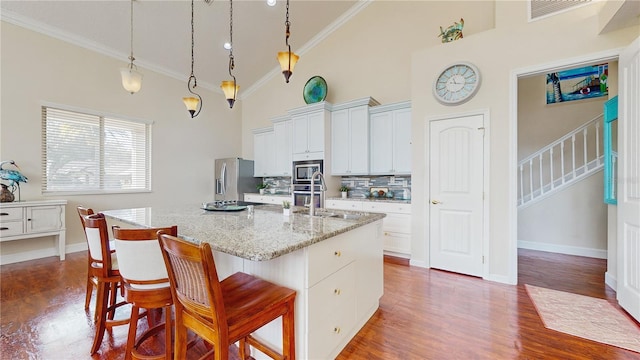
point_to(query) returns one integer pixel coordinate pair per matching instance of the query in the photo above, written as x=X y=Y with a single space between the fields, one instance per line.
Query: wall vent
x=542 y=8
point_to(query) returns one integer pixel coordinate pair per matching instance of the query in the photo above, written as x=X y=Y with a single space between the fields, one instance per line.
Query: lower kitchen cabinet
x=396 y=226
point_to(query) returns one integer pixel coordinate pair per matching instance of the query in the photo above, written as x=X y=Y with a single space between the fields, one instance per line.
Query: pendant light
x=287 y=59
x=230 y=88
x=131 y=77
x=193 y=103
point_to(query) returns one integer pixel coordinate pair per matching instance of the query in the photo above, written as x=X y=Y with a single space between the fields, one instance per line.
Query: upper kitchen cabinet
x=390 y=139
x=350 y=137
x=310 y=124
x=282 y=137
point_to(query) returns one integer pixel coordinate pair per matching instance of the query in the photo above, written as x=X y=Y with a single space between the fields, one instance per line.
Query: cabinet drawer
x=326 y=334
x=397 y=242
x=344 y=205
x=10 y=228
x=385 y=207
x=327 y=257
x=333 y=293
x=10 y=214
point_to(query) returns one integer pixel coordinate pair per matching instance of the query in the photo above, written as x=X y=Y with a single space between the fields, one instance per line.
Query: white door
x=628 y=288
x=456 y=194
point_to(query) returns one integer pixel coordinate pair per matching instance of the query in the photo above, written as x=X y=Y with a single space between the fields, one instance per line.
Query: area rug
x=585 y=317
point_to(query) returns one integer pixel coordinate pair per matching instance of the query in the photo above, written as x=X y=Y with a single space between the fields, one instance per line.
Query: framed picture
x=577 y=84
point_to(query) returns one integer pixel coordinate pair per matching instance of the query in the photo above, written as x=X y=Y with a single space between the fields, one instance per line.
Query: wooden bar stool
x=223 y=312
x=146 y=284
x=104 y=268
x=92 y=282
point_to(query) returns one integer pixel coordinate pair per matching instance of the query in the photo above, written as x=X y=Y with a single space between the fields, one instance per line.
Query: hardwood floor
x=424 y=314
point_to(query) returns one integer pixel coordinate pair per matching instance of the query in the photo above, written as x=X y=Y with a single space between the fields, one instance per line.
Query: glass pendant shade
x=191 y=103
x=230 y=91
x=286 y=65
x=131 y=79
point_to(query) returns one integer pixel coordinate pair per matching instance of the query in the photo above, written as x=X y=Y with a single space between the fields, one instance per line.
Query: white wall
x=38 y=68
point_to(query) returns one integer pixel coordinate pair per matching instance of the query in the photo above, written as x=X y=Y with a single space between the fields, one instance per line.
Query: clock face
x=456 y=84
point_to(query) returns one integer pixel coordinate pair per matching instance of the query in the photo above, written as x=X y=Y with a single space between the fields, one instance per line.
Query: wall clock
x=457 y=83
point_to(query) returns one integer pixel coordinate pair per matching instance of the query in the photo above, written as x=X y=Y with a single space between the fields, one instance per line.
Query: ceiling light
x=287 y=59
x=193 y=103
x=131 y=77
x=230 y=88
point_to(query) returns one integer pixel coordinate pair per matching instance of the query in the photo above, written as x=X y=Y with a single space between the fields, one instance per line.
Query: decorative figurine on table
x=15 y=177
x=453 y=32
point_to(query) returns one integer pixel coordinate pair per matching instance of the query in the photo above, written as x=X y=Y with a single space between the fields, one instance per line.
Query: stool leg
x=133 y=327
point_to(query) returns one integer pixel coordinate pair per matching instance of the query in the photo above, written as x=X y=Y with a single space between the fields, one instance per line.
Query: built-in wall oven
x=302 y=172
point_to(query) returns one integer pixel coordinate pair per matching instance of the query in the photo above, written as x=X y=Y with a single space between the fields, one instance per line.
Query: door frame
x=486 y=118
x=512 y=221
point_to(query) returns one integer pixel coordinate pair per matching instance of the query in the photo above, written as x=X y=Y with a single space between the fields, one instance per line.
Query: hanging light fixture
x=193 y=103
x=287 y=59
x=230 y=88
x=131 y=77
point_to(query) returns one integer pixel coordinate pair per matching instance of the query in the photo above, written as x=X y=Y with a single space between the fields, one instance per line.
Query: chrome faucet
x=323 y=188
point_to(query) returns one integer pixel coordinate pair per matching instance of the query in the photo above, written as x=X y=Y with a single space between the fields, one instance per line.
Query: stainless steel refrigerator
x=234 y=177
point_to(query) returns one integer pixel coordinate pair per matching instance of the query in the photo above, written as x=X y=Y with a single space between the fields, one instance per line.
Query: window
x=90 y=153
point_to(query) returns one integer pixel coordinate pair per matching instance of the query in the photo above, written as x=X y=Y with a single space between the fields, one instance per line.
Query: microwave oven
x=303 y=170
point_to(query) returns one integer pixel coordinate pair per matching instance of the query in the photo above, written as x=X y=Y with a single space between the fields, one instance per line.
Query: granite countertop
x=265 y=235
x=389 y=200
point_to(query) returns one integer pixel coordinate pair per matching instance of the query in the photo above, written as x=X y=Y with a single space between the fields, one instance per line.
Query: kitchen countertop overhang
x=264 y=235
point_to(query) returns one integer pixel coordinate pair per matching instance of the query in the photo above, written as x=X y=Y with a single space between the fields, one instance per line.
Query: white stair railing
x=566 y=160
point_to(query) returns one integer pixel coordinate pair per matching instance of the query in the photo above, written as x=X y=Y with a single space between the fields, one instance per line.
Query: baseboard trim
x=563 y=249
x=610 y=281
x=39 y=254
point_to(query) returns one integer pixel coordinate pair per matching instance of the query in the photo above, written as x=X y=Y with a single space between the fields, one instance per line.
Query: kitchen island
x=335 y=263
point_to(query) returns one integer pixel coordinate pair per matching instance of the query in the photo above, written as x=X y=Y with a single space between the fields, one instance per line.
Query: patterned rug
x=585 y=317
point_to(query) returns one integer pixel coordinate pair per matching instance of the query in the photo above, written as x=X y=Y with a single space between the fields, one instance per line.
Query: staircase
x=573 y=157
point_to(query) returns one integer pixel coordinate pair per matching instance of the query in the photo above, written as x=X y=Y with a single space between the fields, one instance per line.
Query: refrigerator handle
x=223 y=179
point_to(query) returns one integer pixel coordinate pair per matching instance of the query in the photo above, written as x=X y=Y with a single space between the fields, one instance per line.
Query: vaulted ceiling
x=162 y=32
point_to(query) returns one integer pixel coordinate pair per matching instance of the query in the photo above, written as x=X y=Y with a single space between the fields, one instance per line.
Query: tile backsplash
x=360 y=187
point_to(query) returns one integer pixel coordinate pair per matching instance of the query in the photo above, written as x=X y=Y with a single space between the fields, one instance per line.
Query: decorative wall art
x=453 y=32
x=577 y=84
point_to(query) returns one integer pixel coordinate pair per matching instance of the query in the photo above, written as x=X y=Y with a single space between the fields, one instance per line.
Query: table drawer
x=10 y=214
x=10 y=228
x=327 y=257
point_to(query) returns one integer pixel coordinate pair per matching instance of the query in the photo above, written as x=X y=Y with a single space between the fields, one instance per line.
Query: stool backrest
x=194 y=280
x=139 y=255
x=95 y=227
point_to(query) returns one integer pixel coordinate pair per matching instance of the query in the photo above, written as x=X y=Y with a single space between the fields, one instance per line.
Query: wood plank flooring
x=424 y=314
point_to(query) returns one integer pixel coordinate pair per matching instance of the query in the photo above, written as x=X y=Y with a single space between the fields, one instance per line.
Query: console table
x=31 y=219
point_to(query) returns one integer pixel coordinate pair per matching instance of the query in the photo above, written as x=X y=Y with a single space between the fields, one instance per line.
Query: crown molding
x=335 y=25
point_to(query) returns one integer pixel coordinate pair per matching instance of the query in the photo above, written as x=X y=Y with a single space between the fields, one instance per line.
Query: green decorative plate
x=315 y=90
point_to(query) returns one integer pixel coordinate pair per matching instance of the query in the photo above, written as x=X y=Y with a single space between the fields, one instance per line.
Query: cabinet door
x=315 y=134
x=340 y=147
x=258 y=155
x=282 y=139
x=381 y=143
x=300 y=130
x=359 y=140
x=402 y=141
x=44 y=218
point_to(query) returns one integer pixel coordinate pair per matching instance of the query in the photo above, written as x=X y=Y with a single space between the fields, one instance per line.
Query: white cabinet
x=31 y=219
x=350 y=137
x=282 y=138
x=396 y=226
x=390 y=139
x=309 y=126
x=263 y=152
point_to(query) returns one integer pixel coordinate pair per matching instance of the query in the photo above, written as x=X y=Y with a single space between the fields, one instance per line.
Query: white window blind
x=89 y=153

◆ Action item:
Locate "Query: cabinet door" in the data above. Then repeat, exactly, its line and each line after it through the last, adding nothing.

◆ Solved exercise:
Query: cabinet door
x=315 y=134
x=340 y=147
x=258 y=155
x=282 y=139
x=381 y=143
x=300 y=130
x=359 y=140
x=402 y=141
x=44 y=218
point_to(query) returns one integer pixel coordinate pair per matching instance of the query in the photo above, written as x=X y=Y with a single space between the fields, one instance per line.
Query: white cabinet
x=31 y=219
x=350 y=137
x=282 y=138
x=396 y=226
x=390 y=139
x=309 y=126
x=263 y=152
point_to(query) returns one integer pixel coordinate pair per matching instance of the query in the photo above, written as x=X y=Y with a single space between the fields, one instance per line.
Query: white window blind
x=89 y=153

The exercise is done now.